## PASSAGE TO READ

Early in November the next depot was established on the east side of the mountains, at what is now called Packer's Ranche, on the Reguis Borgia river [St. Regis River near today's Superior, MT]. The work down this steam was somewhat lighter, because the timber was more open, but headway was made slowly on account of the numerous crossings. Winter having now set in for good, made it still harder on the men, and the indispensable work cattle began to suffer for want of feed. It had been thought all along that we could find winter quarters in the valley of the Missoula, but it as impossible to get there, and reluctantly the order was given for the building of a winter camp at the leaving of the Reguis Borgia, about thirty miles above its mouth. The camp was called "Cantonment Jordan."

Mullan, who had his winter supplies shipped to Benton, with the expectation of having easy access to them from the Missoula valley, found himself disappointed, and had to begin making drafts on the Quartermaster for stores. The citizens of the expedition having exhausted and worn out their supplies of clothing and other necessaries, began to suffer for want of shoes and bedding, and anxiously began to look for the arrival of Messrs. Friedman & McClinchy, Sutlers to the outfit, who were on the road from Walla Wall with a pack train of one hundred animals loaded with merchandise. These merchants had started for the camp rather late in the season, and with overloaded animas, and after they passed the Coeur D'Alene Mission and began to enter the mountains, their animas gave out and perished for want of feed or owing to the effects of the cold. Their merchandise had to be abandoned, and was promiscuously scattered all along the road from Mud Prairie to the foot of the mountain. Friedman reached the camp with only two or three packs, and a few loose animals. The loss of the train was felt severely by all concerned, and the owners of it were at a clear loss of $10,000. Mullan, it was said, was interested in the loss. Some few of the abandoned goods were got to camp by soldiers, who hauled them over the mountain in hand sleds.

## SUPPLIED MATERIAL
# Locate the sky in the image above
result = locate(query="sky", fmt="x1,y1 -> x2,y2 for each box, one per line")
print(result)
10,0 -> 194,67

## REQUIRED ACTIONS
a - Answer these questions using the expedition account:
(i) What name was given to the winter camp?
(ii) How many animals were in the pack train of Messrs. Friedman & McClinchy?
(iii) How much money did the owners of the train lose?
b - Translate this sentence from the expedition account into Spanish: "Friedman reached the camp with only two or three packs, and a few loose animals."
The listing has no connection to the expedition account.

## EXERCISE RESULTS
a -
(i) Cantonment Jordan
(ii) One hundred
(iii) $10,000

b - Friedman llegó al campamento con solo dos o tres cargas y unos pocos animales sueltos.